* [Task instructions]
Reproduce every line between the one containing "[point_request]" and the one containing "# pin one keypoint", inclusive, without changing a character. Omit the pictures from your answer.

* [Materials provided]
★ ★ ★ ★ ★
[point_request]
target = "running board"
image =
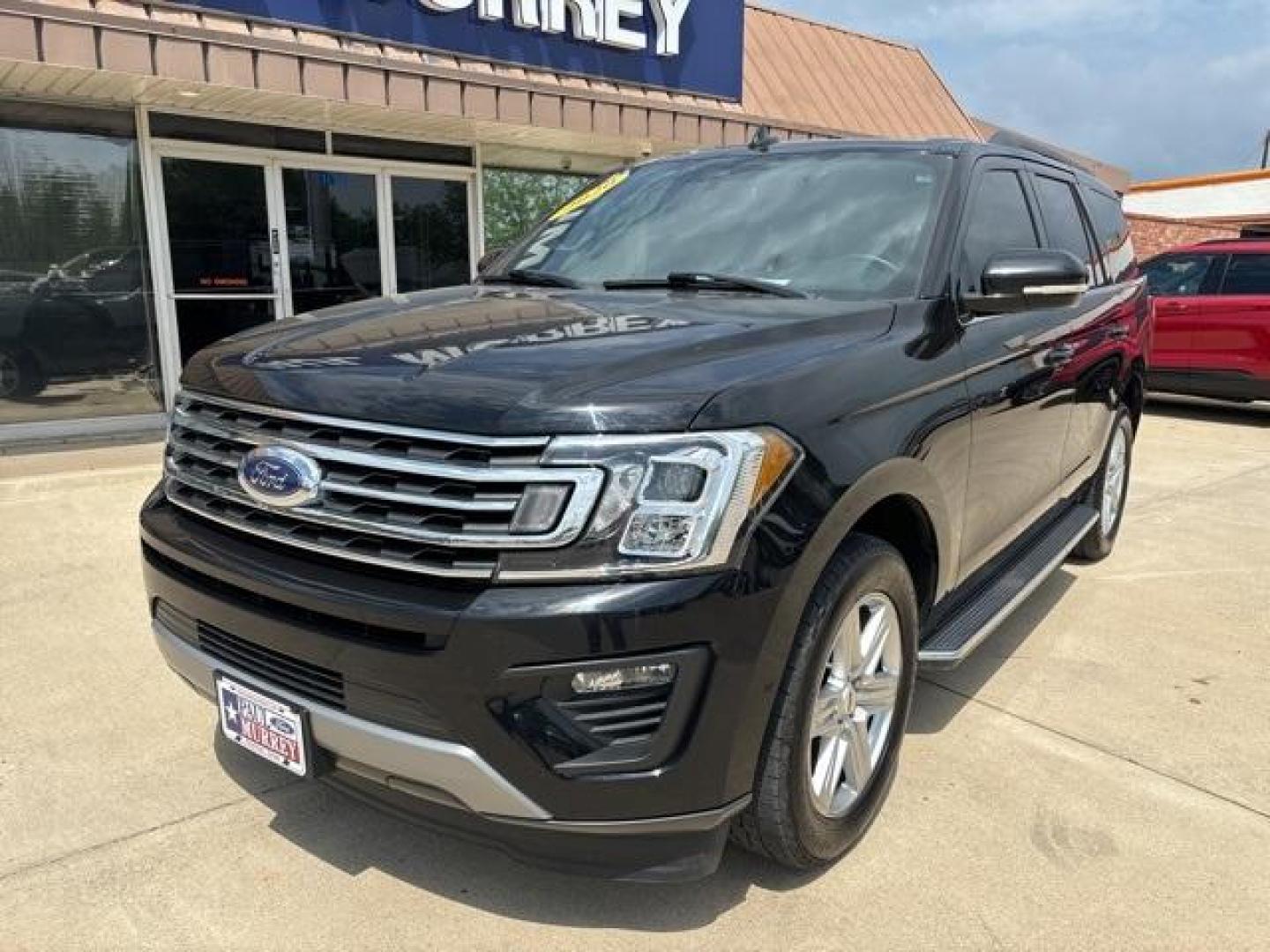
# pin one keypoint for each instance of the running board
★ ★ ★ ★ ★
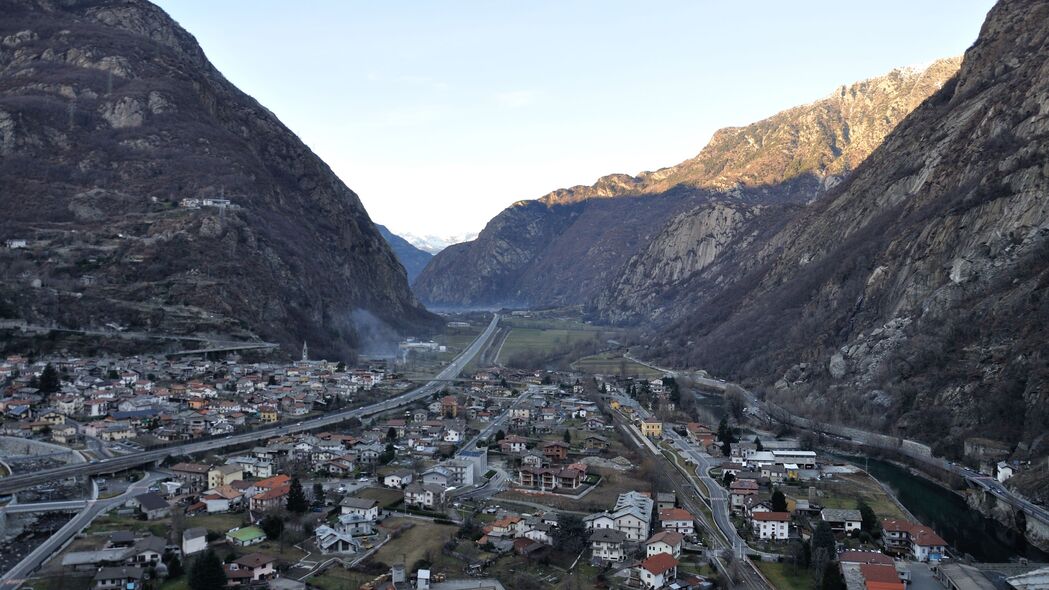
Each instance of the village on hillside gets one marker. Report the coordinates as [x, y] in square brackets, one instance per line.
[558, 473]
★ ★ ★ ★ ★
* [The completed task]
[point_request]
target = "running board"
image =
# pin one keypoint for each instance of the running board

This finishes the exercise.